* **EXTRAIT FOURNI**:
....
Chapitre VII - Le développement et la manifestation des bonnes qualités
En devenant compétent dans la pratique de l'Arrêt et Examen * on obtiendra d'abord la compréhension du vide et de la non-réalité des phénomènes, qui ne seront plus pour nous des empêchements à la méditation, nos corps et nos esprits deviendront sereins. Dans cet état beaucoup de bonnes qualités seront développées et se manifesteront. Nous allons décrire brièvement deux sortes de ces bonnes qualités.
La première sorte est le développement des bonnes qualités externes, comme celle qui consiste à faire des aumônes (dana), à observer les préceptes, à soigner ses parents, respecter ses aînés, faire des offrandes aux images (Buddharupa), suivre les enseignements des écrits sacrés, et bien d'autres encore. Mais il faut prendre garde, car ces bons développements externes peuvent être accompagnés par des développements de qualités mauvaises. La distinction entre ces qualités bonnes et mauvaises ne sera pas considérée en ce moment, mais ne doit pas être perdue de vue.
La deuxième sorte est le développement des bonnes qualités internes. Par ceci, il faut comprendre les bonnes qualités qui se développent et se manifestent au cours de la pratique de Dhyana. Il y a trois groupes de ces bonnes qualités.
(1) Dans le premier groupe, il y a cinq de ces bonnes qualités.
1° Le développement des bonnes qualités produites par la respiration juste. En devenant compétent dans la pratique d'Arrêt et Examen * le corps et l'esprit seront bien équilibrés, bien ajustés et les illusions de notre esprit cesseront. Quand les pensées cessent graduellement, l'esprit devient tranquille et concentré, le développement et la manifestation des bonnes qualités se poursuivra autant qu'il est possible sous les conditions de ce monde d'action karmique (c'est-à-dire, autant que le karma le permet). Mais ce n'est qu'au moment d'avancer sur les dix stades des Bodhisattvas que le corps et l'esprit arrivent à l'état de parfaite tranquillité, et que l'esprit en Dhyana peut atteindre la sécurité et la paix durables.
Au premier stade de Dhyana on ne se rend pas compte d'un résultat tangible du corps ou de l'esprit, mais après une ou deux séances, un ou deux jours, ou peut-être pas avant un ou deux mois, on deviendra graduellement conscient que l'on est force de continuer la pratique de Dhyana, on sera convaincu que tant que la pratique n'est pas interrompue il y aura un gain graduel même s'il n'y a pas de signe minifeste d'avancement. Tout à coup on sera conscient que certains développements se produisent dans le corps et l'esprit, car on devient plus sensible aux réactions des conditions. On observe les moindres différences entre le plaisir et la douleur, la chaleur et le froid, la pesanteur et la légèreté, entre ce qui est lisse et ce qui est rugueux. Au moment de sentir ces différences, le corps et l'esprit deviendront très paisibles, très tranquilles, heureux, joyeux et purs. Cette sensation peut être faible d'abord, presque indescriptible, mais pourtant réelle. C'est cela que l'on veut dire par les bonnes qualités qui se développent en même temps que la respiration bien régularisée pendant la pratique de Dhyana. C'est cela qui rend la respiration réglée d'une importance fondamentale pendant le Dhyana.
....
* **LIGNES**:
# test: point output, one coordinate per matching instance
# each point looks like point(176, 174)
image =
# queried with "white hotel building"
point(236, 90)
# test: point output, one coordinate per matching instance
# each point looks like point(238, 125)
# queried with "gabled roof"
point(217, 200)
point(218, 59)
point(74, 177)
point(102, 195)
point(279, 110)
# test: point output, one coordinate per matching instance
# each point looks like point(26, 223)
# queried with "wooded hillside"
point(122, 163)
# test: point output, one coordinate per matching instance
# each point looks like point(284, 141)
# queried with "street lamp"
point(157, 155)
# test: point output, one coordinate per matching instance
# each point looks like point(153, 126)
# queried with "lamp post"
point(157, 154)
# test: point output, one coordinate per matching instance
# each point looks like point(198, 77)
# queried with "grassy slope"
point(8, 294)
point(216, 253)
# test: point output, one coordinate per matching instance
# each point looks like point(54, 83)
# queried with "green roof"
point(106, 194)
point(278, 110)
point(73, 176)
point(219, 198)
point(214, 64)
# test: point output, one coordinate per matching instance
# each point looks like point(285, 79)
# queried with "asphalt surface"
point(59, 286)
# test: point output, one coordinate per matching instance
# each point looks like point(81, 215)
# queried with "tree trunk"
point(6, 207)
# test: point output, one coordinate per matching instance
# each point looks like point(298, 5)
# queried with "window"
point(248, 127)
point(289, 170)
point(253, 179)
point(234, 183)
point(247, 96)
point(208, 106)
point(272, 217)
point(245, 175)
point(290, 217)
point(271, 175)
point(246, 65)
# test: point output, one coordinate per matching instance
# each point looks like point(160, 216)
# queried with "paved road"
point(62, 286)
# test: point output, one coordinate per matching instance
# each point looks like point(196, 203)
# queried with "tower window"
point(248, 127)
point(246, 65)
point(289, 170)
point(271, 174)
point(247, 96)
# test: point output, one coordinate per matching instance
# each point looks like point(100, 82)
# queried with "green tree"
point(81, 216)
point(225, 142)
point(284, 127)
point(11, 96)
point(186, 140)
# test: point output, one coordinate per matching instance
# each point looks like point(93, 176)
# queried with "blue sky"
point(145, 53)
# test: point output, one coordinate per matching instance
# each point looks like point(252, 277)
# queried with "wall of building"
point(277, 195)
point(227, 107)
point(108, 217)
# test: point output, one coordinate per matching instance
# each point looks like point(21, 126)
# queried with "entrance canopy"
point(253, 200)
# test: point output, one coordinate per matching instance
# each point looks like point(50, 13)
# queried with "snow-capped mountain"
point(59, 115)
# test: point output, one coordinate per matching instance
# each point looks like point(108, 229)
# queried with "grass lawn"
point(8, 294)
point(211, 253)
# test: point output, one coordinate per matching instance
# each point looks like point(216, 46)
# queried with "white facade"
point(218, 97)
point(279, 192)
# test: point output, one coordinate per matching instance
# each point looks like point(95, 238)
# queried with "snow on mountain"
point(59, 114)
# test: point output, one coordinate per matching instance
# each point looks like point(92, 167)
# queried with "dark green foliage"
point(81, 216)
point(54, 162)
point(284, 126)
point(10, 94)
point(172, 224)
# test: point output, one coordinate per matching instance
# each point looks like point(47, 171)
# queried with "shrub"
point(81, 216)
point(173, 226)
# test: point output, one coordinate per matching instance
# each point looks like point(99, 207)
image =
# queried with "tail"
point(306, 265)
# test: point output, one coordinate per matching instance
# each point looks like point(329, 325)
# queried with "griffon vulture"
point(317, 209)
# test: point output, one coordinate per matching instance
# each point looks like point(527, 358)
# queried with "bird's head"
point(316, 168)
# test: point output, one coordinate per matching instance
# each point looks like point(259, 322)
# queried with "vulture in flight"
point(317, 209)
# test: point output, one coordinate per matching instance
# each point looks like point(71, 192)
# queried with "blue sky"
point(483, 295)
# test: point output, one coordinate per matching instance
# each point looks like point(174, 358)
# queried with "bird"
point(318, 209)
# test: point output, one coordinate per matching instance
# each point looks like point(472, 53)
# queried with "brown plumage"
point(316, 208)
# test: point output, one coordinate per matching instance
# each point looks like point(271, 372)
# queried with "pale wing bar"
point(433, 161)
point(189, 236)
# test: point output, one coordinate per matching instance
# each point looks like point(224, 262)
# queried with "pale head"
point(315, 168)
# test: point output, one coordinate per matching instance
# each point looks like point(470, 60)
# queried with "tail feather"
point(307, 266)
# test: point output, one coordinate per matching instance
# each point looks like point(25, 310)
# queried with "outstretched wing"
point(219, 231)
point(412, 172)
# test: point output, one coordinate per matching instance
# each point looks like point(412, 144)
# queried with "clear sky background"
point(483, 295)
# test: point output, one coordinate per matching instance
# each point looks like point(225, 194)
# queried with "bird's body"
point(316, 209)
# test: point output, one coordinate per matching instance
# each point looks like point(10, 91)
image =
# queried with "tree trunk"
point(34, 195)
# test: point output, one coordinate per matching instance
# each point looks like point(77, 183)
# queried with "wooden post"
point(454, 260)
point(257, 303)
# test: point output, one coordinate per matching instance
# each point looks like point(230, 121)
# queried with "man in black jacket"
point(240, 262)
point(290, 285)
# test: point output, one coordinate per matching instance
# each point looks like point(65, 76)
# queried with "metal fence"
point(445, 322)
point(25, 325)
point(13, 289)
....
* **CONSIGNE A**: Quelles bonnes qualités externes l'extrait fourni donne-t-il en exemple ? Citez-les toutes.
* **CONSIGNE B**: Résumez l'extrait fourni en deux phrases.

* **RÉPONSE A**:
- Faire des aumônes (dana)
- Observer les préceptes
- Soigner ses parents
- Respecter ses aînés
- Faire des offrandes aux images (Buddharupa)
- Suivre les enseignements des écrits sacrés

* **RÉPONSE B**: La pratique de l'Arrêt et Examen rend le corps et l'esprit sereins et fait se développer deux sortes de bonnes qualités : des qualités externes, comme les aumônes ou l'observation des préceptes, et des qualités internes, qui se manifestent au cours de la pratique de Dhyana. Parmi ces dernières, celles que produit la respiration juste apparaissent peu à peu sous la forme d'une sensibilité accrue aux différences entre le plaisir et la douleur, le chaud et le froid, le lourd et le léger, le lisse et le rugueux, accompagnée d'un état paisible, heureux et pur, ce qui donne à la respiration réglée une importance fondamentale.